- Task inputs
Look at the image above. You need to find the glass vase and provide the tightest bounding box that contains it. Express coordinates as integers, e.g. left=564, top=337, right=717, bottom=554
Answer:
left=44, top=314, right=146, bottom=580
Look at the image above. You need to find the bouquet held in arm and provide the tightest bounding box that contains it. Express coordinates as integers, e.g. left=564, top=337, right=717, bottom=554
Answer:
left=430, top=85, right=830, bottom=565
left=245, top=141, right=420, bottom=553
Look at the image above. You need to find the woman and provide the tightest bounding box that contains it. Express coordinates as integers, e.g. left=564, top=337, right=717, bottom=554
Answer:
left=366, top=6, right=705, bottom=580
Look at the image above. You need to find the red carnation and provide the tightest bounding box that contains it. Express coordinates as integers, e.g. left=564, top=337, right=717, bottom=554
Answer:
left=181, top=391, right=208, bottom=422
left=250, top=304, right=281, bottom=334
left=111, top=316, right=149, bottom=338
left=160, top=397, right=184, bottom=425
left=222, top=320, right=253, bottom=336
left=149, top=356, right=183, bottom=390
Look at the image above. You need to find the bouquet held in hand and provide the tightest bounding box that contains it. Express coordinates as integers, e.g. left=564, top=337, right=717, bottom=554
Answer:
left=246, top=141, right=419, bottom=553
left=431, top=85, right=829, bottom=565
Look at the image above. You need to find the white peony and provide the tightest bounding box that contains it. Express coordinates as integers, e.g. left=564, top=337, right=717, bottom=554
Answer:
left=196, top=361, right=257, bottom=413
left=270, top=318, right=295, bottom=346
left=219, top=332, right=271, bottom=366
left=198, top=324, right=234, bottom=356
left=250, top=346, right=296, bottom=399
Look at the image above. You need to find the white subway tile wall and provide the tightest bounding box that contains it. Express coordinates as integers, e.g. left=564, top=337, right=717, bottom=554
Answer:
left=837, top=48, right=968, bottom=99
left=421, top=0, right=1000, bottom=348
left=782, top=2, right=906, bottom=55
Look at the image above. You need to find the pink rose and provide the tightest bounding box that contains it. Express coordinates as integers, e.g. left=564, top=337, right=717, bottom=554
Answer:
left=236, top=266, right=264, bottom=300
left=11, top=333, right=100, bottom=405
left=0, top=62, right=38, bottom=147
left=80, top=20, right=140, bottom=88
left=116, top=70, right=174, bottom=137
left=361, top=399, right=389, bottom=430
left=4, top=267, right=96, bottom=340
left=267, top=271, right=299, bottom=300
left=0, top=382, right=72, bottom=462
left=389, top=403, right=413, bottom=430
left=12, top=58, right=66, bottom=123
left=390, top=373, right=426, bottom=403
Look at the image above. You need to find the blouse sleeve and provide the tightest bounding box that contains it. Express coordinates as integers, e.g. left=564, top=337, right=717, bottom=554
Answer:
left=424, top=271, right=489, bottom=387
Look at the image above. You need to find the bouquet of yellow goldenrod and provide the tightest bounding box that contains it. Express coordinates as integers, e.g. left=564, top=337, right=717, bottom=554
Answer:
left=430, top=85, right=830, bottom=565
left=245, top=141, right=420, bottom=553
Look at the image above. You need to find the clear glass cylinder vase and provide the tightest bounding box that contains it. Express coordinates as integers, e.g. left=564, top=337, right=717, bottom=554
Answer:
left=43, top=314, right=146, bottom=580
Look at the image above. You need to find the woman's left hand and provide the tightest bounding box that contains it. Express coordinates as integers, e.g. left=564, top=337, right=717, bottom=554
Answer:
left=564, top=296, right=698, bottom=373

- Exercise objective
Output the lines from the one containing "the bouquet of" through the final line, both included, as a JSON list of strings with one string per line and any blank lines left out.

- Answer to the task
[
  "Look at the image above. You need to find the bouquet of yellow goldenrod and provide the tightest bounding box that contains it. Express coordinates as integers, e.g. left=564, top=337, right=717, bottom=554",
  "Answer:",
  "left=430, top=85, right=830, bottom=565",
  "left=245, top=141, right=420, bottom=553",
  "Look at the image above. You need to find the clear glass cylinder vase and provide the tightest bounding box that contains it. Express coordinates as integers, e.g. left=564, top=337, right=717, bottom=554",
  "Answer:",
  "left=43, top=314, right=146, bottom=580",
  "Look at the image above. You need to find the woman's left hand and provide the tightest bounding box that contains it. Express coordinates as integers, e.g. left=564, top=337, right=717, bottom=554",
  "Answer:",
  "left=564, top=296, right=698, bottom=373"
]